**Objective**
Please answer from the extract on booking cancellation forecasting: what model does KLM use to forecast cancellation rates?

**Source extract**

== == ==

The task of forecasting the probability of cancellation of a single booking can be modelled as a two-class probability estimation problem with the two classes being “cancelled” and
“not cancelled” (Morales & Wang, Cancellation forecasting Using Support Vector Machine with Discretization, 2008). There are different classification techniques one can use to solve
this estimation problem such as Decision Trees (DT), Logistic Regression (LR), Stochastic Gradient Descent (SGD), Support Vector Machines (SVM), Naive Bayes (NB) and Random
Forests (RF). Morales and Wang (2008) showed that decision trees perform better than logistic regression since there are practical limitations on logistic regression. Furthermore, the study by Wang on airline data showed that dynamic decision trees outperform logistic regression in terms of runtime and forecast accuracy (Morales & Wang, Identify Critical Values for
Supervised Learning Involving Transactional Data, 2009). But with the latest developments in machine learning techniques maybe it is possible for logistic regression to outperform the
dynamic decision tree. Modern-day ML techniques are able to deal with a lot of dummy variables. To forecast cancellation rates, KLM uses dynamic decision trees. They experience some
practical problems with these trees, namely, when is it better to make the decision tree less dynamic or less static, what are the best thresholds to create a node, what are the best attributes to consider in the dynamic decision tree model and what is the best pruning method for decision trees? The objective of this report is to investigate whether a decision tree is the best model to predict cancellations. This is examined by comparing the decision tree model with the five other classification models mentioned earlier to see which one performs best. The rest of this report is structured as follows. In the second chapter, the cancellation forecasting problem is described and detailed background information about previous research on this topic is given. Also, some basic terminology used throughout this paper is given. The third chapter describes the real-world dataset used for this research. Also, the attributes are explained. Chapter 4 explains the five different methods commonly used for
binary classification. Besides that, some techniques are discussed. Chapter 5 discusses the main results followed by the conclusion, discussion and the possibilities for future research
in the sixth and last chapter.

== == ==

**Data records**
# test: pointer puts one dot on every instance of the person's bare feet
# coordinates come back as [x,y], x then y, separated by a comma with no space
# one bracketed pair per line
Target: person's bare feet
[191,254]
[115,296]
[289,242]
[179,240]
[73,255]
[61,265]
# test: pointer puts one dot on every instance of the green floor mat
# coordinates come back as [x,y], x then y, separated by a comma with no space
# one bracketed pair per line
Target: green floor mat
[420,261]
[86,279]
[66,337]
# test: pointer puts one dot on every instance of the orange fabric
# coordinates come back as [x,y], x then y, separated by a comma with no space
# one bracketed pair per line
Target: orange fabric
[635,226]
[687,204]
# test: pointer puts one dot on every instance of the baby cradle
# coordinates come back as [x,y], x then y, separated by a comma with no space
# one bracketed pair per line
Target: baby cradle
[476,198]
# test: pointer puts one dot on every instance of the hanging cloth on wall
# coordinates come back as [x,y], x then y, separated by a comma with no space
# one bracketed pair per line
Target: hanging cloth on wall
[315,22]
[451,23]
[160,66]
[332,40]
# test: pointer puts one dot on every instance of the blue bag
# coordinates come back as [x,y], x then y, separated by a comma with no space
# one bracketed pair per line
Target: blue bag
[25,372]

== == ==

**Response below**
Dynamic decision trees.